*** Opening DOCUMENT EXCERPT ***
Creative Synthesis

Introduction

Design is a difficult problem space. Identifying the ‘best’ design solution for a particular problem is a nontrivial, often difficult process. Any understanding of what a ‘best’ design is must necessarily incorporate both the aesthetic and functional values and the resultant impression of the object’s use - is an object useful, given a purpose for a kind of person. This is the concept of the object’s affordance. Affordance is a set of action possibilities - or perceived action possibilities - for a particular object.

Aesthetics plays a dominant role in this discussion as well. Good design is often associated with some kind of positive aesthetic judgment. The value we associate with design seems to be inextricably linked to human experiential use and perception.

The Fitness of Design

In life a ‘good’ life form is simply one that can continue to live and, ultimately, reproduce. To live a life form needs to be successful at getting nutrients (eating and breathing) and in reproducing to continue its genetic code.

Design is a creativity problem. Finding a ‘great’ design is not necessarily a purely mechanical affair. Despite this, developing a design so that it is ‘good’ – at least functionally so, could be mechanical with a process of iterative evaluation.
*** Closing DOCUMENT EXCERPT ***
*** Opening SUPPLIED INFORMATION ***
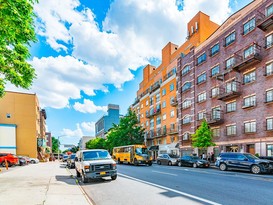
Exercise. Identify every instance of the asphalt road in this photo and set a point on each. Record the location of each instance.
(180, 185)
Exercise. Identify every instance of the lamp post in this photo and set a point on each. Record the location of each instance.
(59, 146)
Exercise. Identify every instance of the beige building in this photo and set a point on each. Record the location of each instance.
(22, 125)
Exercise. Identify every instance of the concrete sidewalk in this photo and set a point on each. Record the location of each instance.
(47, 183)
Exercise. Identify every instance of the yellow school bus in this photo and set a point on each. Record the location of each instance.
(132, 154)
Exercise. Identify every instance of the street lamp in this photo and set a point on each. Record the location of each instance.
(59, 146)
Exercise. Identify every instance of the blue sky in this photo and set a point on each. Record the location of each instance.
(91, 53)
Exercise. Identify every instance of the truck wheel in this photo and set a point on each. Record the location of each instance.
(84, 179)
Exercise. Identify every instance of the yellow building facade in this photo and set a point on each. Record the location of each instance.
(21, 112)
(156, 101)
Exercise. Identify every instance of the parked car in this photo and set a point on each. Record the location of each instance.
(10, 158)
(71, 161)
(243, 161)
(95, 163)
(34, 160)
(192, 161)
(167, 159)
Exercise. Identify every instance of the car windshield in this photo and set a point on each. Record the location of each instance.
(95, 155)
(250, 156)
(141, 150)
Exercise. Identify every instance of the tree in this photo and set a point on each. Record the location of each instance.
(97, 143)
(16, 33)
(55, 143)
(127, 132)
(202, 138)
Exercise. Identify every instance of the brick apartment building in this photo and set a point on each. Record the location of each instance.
(228, 80)
(156, 101)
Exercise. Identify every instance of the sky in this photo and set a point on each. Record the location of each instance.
*** Closing SUPPLIED INFORMATION ***
**THE TASK**
Summarize the text on creative synthesis in two sentences. The listing is separate material from the text on creative synthesis.

**RESULT OF THE TASK**
Finding the best design is difficult because it must weigh aesthetic and functional values along with the object's affordance, its set of action possibilities, and design's value seems tied to human use and perception. Design is a creativity problem, yet making a design at least functionally good could be mechanical through iterative evaluation.